Repeat every entry in the listing below, exactly.

** start PROVIDED RECORDS **

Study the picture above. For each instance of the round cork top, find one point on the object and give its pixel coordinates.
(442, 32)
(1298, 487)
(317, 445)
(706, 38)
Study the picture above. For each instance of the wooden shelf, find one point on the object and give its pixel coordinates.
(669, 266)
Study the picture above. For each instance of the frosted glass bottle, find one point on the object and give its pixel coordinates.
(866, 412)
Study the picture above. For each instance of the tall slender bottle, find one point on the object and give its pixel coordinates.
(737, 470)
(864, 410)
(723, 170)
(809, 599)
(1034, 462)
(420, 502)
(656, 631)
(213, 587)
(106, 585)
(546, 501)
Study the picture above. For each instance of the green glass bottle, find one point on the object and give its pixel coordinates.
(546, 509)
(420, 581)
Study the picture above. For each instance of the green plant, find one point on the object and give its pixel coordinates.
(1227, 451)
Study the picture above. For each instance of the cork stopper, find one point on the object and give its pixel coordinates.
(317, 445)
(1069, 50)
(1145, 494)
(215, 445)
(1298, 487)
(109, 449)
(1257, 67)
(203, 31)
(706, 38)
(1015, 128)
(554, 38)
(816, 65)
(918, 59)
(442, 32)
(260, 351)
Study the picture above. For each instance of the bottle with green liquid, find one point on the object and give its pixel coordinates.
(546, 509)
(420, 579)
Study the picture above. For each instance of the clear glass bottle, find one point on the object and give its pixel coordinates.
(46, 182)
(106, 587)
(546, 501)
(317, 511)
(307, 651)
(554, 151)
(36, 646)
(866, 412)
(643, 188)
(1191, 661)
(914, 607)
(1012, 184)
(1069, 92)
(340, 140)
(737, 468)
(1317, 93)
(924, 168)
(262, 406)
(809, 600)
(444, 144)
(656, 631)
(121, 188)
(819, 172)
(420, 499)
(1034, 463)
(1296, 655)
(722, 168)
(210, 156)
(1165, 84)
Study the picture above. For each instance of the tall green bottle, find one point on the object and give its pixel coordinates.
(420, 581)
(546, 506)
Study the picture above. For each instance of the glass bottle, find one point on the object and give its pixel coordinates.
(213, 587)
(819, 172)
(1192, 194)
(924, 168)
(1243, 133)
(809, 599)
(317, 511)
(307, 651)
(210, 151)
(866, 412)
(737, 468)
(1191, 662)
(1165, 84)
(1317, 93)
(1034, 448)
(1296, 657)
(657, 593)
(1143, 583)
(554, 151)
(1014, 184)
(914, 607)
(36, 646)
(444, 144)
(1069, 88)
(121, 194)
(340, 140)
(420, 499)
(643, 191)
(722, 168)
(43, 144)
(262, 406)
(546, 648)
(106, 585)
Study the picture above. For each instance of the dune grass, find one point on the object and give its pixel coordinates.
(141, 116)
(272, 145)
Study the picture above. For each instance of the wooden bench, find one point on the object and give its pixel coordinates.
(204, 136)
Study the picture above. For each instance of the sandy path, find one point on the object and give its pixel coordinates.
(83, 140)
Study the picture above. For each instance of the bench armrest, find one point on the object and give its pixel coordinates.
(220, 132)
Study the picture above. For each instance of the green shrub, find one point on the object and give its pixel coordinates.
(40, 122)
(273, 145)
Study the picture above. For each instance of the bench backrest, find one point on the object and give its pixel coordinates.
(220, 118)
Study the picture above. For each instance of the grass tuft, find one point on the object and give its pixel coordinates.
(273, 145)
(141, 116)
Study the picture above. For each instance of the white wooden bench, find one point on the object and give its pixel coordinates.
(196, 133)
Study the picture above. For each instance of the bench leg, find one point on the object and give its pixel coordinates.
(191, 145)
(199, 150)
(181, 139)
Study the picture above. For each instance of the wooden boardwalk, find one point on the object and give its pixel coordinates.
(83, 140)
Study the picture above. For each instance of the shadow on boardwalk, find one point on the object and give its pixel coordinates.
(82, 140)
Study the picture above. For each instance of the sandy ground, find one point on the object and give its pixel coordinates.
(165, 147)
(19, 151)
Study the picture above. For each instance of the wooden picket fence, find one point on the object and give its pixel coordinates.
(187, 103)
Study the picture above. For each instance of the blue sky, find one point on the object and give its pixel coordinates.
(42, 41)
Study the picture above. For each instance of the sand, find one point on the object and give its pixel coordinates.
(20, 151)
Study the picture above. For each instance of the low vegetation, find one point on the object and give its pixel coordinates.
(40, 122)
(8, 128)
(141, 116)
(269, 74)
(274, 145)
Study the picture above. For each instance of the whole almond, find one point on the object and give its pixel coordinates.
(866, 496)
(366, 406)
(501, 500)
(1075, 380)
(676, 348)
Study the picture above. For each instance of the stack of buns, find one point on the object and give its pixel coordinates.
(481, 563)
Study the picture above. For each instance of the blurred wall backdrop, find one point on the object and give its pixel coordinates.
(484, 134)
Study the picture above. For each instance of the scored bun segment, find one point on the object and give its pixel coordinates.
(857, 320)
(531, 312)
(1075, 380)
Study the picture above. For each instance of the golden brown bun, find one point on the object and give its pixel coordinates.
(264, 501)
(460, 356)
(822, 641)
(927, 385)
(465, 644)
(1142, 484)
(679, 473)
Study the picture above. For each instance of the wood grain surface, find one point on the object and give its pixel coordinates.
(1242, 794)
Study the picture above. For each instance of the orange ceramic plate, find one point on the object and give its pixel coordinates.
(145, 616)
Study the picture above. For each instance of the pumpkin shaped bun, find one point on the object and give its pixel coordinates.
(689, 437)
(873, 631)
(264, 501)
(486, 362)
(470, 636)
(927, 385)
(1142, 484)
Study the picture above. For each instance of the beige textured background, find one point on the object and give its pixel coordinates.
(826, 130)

** end PROVIDED RECORDS **

**OUTPUT**
Study the picture above. For each instance of the round cork top, find one point on the object and give its pixel coordinates.
(442, 32)
(1298, 487)
(317, 445)
(706, 38)
Study the picture above. For each instance of the wooden shelf, find one point on the object and give its pixel coordinates.
(669, 266)
Study the picture above. For each instance of the frosted glass bottle, find one point on the object and give its pixel coordinates.
(866, 412)
Study the picture above. For each instance of the tall slender bottle, find one point on the object and give its pixel coordinates.
(737, 470)
(864, 410)
(723, 170)
(809, 599)
(1034, 462)
(420, 502)
(656, 631)
(213, 587)
(106, 585)
(546, 501)
Study the picture above. For each instance of the green glass bottle, find one point on the object and give its pixel coordinates.
(546, 509)
(420, 581)
Study the picture above. For each instance of the green plant, find one point on the object and give its pixel coordinates.
(1227, 451)
Study the picture above. For each instance of the cork stopper, find one point on the object and give its pixel coordinates.
(317, 445)
(1069, 50)
(1145, 494)
(215, 445)
(1298, 487)
(109, 449)
(1257, 67)
(203, 31)
(706, 38)
(1015, 128)
(554, 38)
(816, 65)
(918, 59)
(442, 32)
(260, 351)
Study the picture above. For each instance of the bottle with green liquid, find one point on the object and give its pixel coordinates.
(546, 509)
(420, 579)
Study the picture above. For each instance of the clear glass bottle, find one point on the object and give its pixel coordinates.
(46, 182)
(106, 587)
(546, 501)
(317, 511)
(307, 651)
(554, 151)
(36, 646)
(866, 412)
(643, 188)
(1191, 661)
(914, 607)
(1012, 184)
(1069, 92)
(340, 140)
(737, 468)
(1317, 93)
(924, 168)
(262, 406)
(809, 600)
(444, 144)
(656, 631)
(121, 188)
(819, 172)
(420, 499)
(1034, 463)
(1296, 655)
(722, 168)
(210, 156)
(1165, 84)
Study the picture above. For each instance of the tall green bottle, find one point on the object and give its pixel coordinates.
(420, 581)
(546, 506)
Study the picture above. For each instance of the glass bottle, find one point on the object and give its pixel coordinates.
(213, 587)
(819, 172)
(1192, 194)
(924, 168)
(1243, 133)
(809, 599)
(317, 511)
(307, 651)
(210, 151)
(866, 412)
(737, 468)
(1191, 662)
(1165, 84)
(1317, 93)
(1034, 448)
(1296, 657)
(657, 593)
(1143, 583)
(554, 151)
(1014, 184)
(914, 607)
(36, 646)
(444, 144)
(1069, 88)
(121, 194)
(340, 140)
(420, 499)
(643, 191)
(722, 168)
(43, 144)
(262, 406)
(546, 648)
(106, 585)
Study the picture above. For each instance of the dune grass, find one point on the object and give its pixel coordinates.
(141, 116)
(272, 145)
Study the picture above. For each instance of the wooden bench, find one point on the object and give its pixel coordinates.
(204, 136)
Study the picture above. For each instance of the sandy path, find one point on the object and give its pixel coordinates.
(83, 140)
Study the picture above. For each instance of the bench armrest, find one point on the object and give its pixel coordinates.
(220, 132)
Study the picture above. For each instance of the green shrub, find one point on the object and give its pixel coordinates.
(40, 122)
(273, 145)
Study the picture above. For each instance of the bench backrest, find one point on the object and give its pixel coordinates.
(220, 118)
Study the picture above. For each instance of the grass tuft, find one point on the object and give its pixel coordinates.
(273, 145)
(141, 116)
Study the picture above. For each instance of the white wooden bench, find one point on the object and give its pixel coordinates.
(196, 133)
Study the picture above. For each instance of the bench leg, find one point on the object and give its pixel coordinates.
(191, 145)
(199, 150)
(181, 139)
Study the picture above. For each instance of the wooden boardwalk, find one point on the object and give its pixel coordinates.
(83, 140)
Study the picture above. For each instance of the shadow on boardwalk, find one point on the object and give its pixel coordinates.
(82, 140)
Study the picture above. For each instance of the sandy ground, find one point on the object and give its pixel coordinates.
(165, 147)
(19, 151)
Study the picture above. For each instance of the wooden picket fence, find one point on the object and give its pixel coordinates.
(187, 103)
Study the picture above. For each instance of the blue sky, find one point on the object and give its pixel coordinates.
(42, 41)
Study the picture above. For each instance of the sand, find one point on the object and give its pixel coordinates.
(20, 151)
Study the picture above. For each instance of the low vegetation, find one point on the object and give its pixel coordinates.
(40, 122)
(8, 128)
(141, 116)
(269, 74)
(274, 145)
Study the picture above. For each instance of the whole almond, find one point on the object and give its pixel coordinates.
(866, 496)
(366, 406)
(501, 500)
(1075, 380)
(676, 348)
Study the picture above. For each instance of the stack of buns, find one point on the object and give its pixel coordinates.
(481, 563)
Study the picture above. For each instance of the blurred wall backdrop, find one point on the object and give its pixel coordinates.
(484, 134)
Study the picture above. For each instance of the scored bun segment, find one point on the object and give its pixel coordinates.
(857, 320)
(531, 312)
(1075, 380)
Study the picture above. For each instance of the golden brown bun, find one point on the object and give its pixel coordinates.
(264, 501)
(460, 356)
(822, 641)
(927, 385)
(465, 644)
(1142, 484)
(679, 473)
Study the picture above. For each instance of the wood grain surface, find one point on the object and give its pixel coordinates.
(1242, 794)
Study the picture above. For each instance of the orange ceramic plate, find one point on the object and give its pixel coordinates.
(145, 616)
Study the picture above. For each instance of the pumpkin shaped bun, find one point on the object and give its pixel coordinates.
(689, 437)
(873, 631)
(264, 501)
(486, 362)
(470, 636)
(927, 385)
(1142, 484)
Study the picture above. For each instance of the beige textured background, find one point on the object and give its pixel coordinates.
(826, 130)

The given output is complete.